## What the task requires
Please give the listing again in its entirety, exactly as written.

※ ※ ※

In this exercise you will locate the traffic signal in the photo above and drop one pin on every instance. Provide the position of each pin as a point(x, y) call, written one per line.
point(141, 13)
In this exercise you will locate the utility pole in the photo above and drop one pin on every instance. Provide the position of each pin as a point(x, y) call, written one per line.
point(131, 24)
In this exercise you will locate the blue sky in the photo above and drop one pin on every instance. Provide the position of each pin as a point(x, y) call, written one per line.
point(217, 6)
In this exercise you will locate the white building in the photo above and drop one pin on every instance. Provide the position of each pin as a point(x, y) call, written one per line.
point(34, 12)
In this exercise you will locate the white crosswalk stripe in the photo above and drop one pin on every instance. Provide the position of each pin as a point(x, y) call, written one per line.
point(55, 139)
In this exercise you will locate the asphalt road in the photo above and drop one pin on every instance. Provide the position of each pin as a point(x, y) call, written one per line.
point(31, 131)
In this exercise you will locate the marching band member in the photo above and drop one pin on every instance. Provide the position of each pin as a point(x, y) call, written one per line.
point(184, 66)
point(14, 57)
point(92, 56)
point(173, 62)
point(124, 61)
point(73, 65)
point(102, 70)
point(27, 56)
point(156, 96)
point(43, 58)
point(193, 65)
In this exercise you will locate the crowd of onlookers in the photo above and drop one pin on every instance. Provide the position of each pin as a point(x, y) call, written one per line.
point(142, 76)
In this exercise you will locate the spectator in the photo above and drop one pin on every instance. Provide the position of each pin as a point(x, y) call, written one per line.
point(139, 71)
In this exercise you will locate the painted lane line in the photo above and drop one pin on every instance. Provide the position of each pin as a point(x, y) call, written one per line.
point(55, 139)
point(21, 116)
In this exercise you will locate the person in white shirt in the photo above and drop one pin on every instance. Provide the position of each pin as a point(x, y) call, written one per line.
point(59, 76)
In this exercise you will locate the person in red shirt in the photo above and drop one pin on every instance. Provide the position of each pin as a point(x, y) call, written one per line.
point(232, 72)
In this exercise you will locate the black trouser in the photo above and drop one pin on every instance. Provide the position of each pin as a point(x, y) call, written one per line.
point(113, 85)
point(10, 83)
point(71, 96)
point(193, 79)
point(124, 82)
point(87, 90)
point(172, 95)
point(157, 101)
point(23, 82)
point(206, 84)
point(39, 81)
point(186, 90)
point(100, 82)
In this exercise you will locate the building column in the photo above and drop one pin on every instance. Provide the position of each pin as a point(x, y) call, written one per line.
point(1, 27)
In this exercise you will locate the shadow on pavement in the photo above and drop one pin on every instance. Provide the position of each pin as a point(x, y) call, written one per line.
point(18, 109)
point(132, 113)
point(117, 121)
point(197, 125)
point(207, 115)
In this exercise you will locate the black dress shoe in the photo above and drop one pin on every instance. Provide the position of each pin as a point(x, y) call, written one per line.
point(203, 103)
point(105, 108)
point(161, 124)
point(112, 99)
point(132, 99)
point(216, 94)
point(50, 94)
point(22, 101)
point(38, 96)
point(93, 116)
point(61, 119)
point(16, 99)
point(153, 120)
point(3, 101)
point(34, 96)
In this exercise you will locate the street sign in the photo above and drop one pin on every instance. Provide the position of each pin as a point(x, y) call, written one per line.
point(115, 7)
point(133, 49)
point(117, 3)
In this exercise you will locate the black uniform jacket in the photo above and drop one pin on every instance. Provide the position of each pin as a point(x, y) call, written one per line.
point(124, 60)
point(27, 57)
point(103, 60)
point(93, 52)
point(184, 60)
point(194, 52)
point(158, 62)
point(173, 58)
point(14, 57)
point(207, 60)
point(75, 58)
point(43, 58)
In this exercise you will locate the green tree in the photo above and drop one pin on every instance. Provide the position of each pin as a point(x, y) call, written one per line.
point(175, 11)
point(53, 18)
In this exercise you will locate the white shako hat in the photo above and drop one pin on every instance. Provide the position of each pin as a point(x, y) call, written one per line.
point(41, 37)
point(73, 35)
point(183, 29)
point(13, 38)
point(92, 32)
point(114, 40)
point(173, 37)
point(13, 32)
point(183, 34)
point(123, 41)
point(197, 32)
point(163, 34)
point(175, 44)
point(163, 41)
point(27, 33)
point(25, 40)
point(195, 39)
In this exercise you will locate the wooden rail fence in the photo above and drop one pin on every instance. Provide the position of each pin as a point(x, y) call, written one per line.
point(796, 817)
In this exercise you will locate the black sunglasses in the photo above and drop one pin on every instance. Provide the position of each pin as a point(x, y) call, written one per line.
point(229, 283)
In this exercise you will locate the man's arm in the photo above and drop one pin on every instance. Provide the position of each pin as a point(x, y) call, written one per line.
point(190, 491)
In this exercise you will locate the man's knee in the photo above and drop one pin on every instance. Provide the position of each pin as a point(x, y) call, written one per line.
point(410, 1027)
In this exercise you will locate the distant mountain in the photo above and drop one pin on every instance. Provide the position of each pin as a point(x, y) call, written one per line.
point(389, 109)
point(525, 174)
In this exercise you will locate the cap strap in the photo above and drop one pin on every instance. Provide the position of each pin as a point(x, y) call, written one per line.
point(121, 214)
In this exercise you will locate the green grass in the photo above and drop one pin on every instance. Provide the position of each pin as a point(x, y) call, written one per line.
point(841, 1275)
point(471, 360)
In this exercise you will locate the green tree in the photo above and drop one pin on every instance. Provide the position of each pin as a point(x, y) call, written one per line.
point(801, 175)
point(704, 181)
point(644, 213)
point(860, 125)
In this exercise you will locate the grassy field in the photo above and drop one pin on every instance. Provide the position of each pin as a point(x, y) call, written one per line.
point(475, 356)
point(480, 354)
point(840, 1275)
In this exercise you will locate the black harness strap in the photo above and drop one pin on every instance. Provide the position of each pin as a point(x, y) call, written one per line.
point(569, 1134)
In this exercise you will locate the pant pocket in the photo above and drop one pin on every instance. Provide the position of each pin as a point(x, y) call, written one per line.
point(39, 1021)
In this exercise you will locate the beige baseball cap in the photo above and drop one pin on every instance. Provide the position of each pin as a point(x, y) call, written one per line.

※ ※ ※

## Task answer
In this exercise you will locate the traffic signal in the photo above and drop one pin on every instance. Provide the position of each pin as a point(x, y) call, written one per line.
point(141, 13)
In this exercise you will locate the utility pole in the photo above and drop one pin on every instance. Provide the position of each pin as a point(x, y) call, written one per line.
point(131, 24)
In this exercise you will locate the blue sky in the photo above and drop one pin on every instance. Provide the position of each pin as a point(x, y) call, written one per line.
point(217, 6)
In this exercise you will locate the white building in the photo above and drop one pin on every instance. Provide the position of each pin as a point(x, y) call, written one per line.
point(34, 12)
In this exercise you will locate the white crosswalk stripe in the photo above and drop one pin on every instance. Provide the position of each pin as a point(x, y) call, written one per line.
point(55, 139)
In this exercise you will locate the asphalt road in the photo above and drop one pin on every instance. Provide the position of each pin as a point(x, y) call, written one per line.
point(31, 131)
In this exercise you will locate the marching band member in the photo above and drop one pin on every instance. Provide the position of each pin as a point(x, y) call, written one per line.
point(184, 66)
point(14, 57)
point(92, 56)
point(173, 62)
point(124, 61)
point(73, 65)
point(102, 70)
point(27, 56)
point(156, 96)
point(43, 58)
point(193, 65)
In this exercise you will locate the crowd of onlookers in the photo above and drop one pin on every instance. Provide the position of each pin as a point(x, y) call, written one per line.
point(142, 76)
In this exercise you will locate the spectator in the photo above and drop one pin on every instance. Provide the position of each pin as a point(x, y) call, written one per line.
point(139, 71)
In this exercise you will locate the painted lane line in the photo above and drop one pin on every instance. Provide the position of each pin as a point(x, y) call, written one per line.
point(55, 139)
point(21, 116)
In this exercise you will locate the person in white shirt in the photo above and drop one pin on every instance. Provide the position of each pin as a point(x, y) call, written one per line.
point(59, 76)
In this exercise you will locate the person in red shirt in the photo above and drop one pin on every instance. Provide the position of each pin as a point(x, y) call, written one per line.
point(232, 72)
In this exercise you will locate the black trouser in the photo above and drop one pin on every instance. Provide the position of each pin as a point(x, y) call, written one per line.
point(113, 85)
point(10, 83)
point(71, 96)
point(193, 79)
point(124, 82)
point(87, 90)
point(172, 95)
point(157, 101)
point(23, 82)
point(206, 84)
point(39, 81)
point(186, 90)
point(100, 82)
In this exercise you will locate the building column in the photo above and drop one pin on every instance. Provide the position of each pin as a point(x, y) call, written one per line.
point(1, 27)
In this exercise you will locate the shadow on pavement in the photo above and drop one pin on every instance. Provide the position of each pin as a point(x, y) call, written one per line.
point(18, 109)
point(132, 113)
point(117, 121)
point(197, 125)
point(207, 115)
In this exercise you will locate the black dress shoe in the photo above and drop one pin on every instance. Provide the position of each pin as a point(x, y) call, written one per line.
point(203, 103)
point(105, 108)
point(161, 124)
point(112, 99)
point(132, 99)
point(216, 94)
point(50, 94)
point(22, 101)
point(38, 96)
point(93, 116)
point(61, 119)
point(16, 99)
point(153, 120)
point(3, 101)
point(34, 96)
In this exercise you will locate the street sign in the photo above and drop one pin on every instance. Provide the position of each pin as a point(x, y) call, written one per line.
point(115, 7)
point(133, 49)
point(117, 3)
In this exercise you will locate the black uniform jacket in the photo above and drop one pin on every instance. Provide the position of each pin as a point(x, y) call, written one per line.
point(124, 60)
point(27, 57)
point(103, 60)
point(93, 52)
point(184, 60)
point(194, 52)
point(158, 62)
point(173, 58)
point(14, 57)
point(207, 60)
point(75, 58)
point(43, 58)
In this exercise you will locate the green tree in the photo above and drop one pin on every instance. Provide the position of each pin as a point(x, y) call, written one per line.
point(175, 11)
point(53, 18)
In this exercise you will locate the white shako hat in the photo above and drop one pin on every instance. Provide the position of each pin as a point(x, y) call, written one per line.
point(41, 37)
point(73, 35)
point(183, 29)
point(13, 38)
point(92, 32)
point(114, 40)
point(173, 37)
point(13, 32)
point(183, 34)
point(123, 41)
point(197, 32)
point(163, 34)
point(175, 44)
point(163, 41)
point(27, 33)
point(25, 40)
point(195, 39)
In this exercise you will locate the wooden rail fence in the photo above and drop one pin on every instance. Provide the position of each pin as a point(x, y) call, written one per line.
point(796, 817)
In this exercise you will locate the black sunglasses in the photo above and drop one pin on every instance. Provide the position of each pin as a point(x, y) call, written one per line.
point(229, 283)
In this exercise you will locate the man's arm in the photo above and drop one pin on every instance. Provide the position of each pin as a point(x, y) call, written one per line.
point(190, 491)
In this exercise you will locate the man's knee in the photo above and drop one pin on every instance. Provide the position of each pin as a point(x, y) call, written one per line.
point(410, 1027)
In this exercise you will locate the distant mountain in the photo above and drop one pin on every instance. Provide the position of each pin as a point(x, y) call, written one per line.
point(389, 109)
point(525, 174)
In this exercise you will locate the cap strap in the photo above and drop one pin on every instance. Provide the position of each pin as a point(x, y) call, written one per line.
point(121, 214)
In this exercise you will locate the green grass in the photo above and drop one pin on every instance. Provide the position of each pin as a point(x, y) call, written one per line.
point(841, 1275)
point(471, 360)
In this exercise you will locate the green tree in the photo above and drop one pin on every instance. Provide the position of each pin as a point(x, y) call, written one per line.
point(801, 175)
point(704, 181)
point(644, 213)
point(860, 125)
In this exercise you will locate the grassy field in the photo above and drop one pin on every instance. Provide the position of each pin as a point(x, y) call, written one per line.
point(475, 356)
point(480, 354)
point(840, 1275)
In this exercise you will locate the black harness strap in the photo above and drop one pin on every instance. Provide the position of each pin as a point(x, y) call, written one per line.
point(569, 1134)
In this exercise you will locate the pant pocket in the photo above and drop one pin on every instance. Provide the position of each pin as a point(x, y) call, written one per line.
point(39, 1021)
In this exercise you will locate the beige baseball cap in the photo above and drop one pin on every instance. Provide the position of each pin as a point(x, y) call, written one per line.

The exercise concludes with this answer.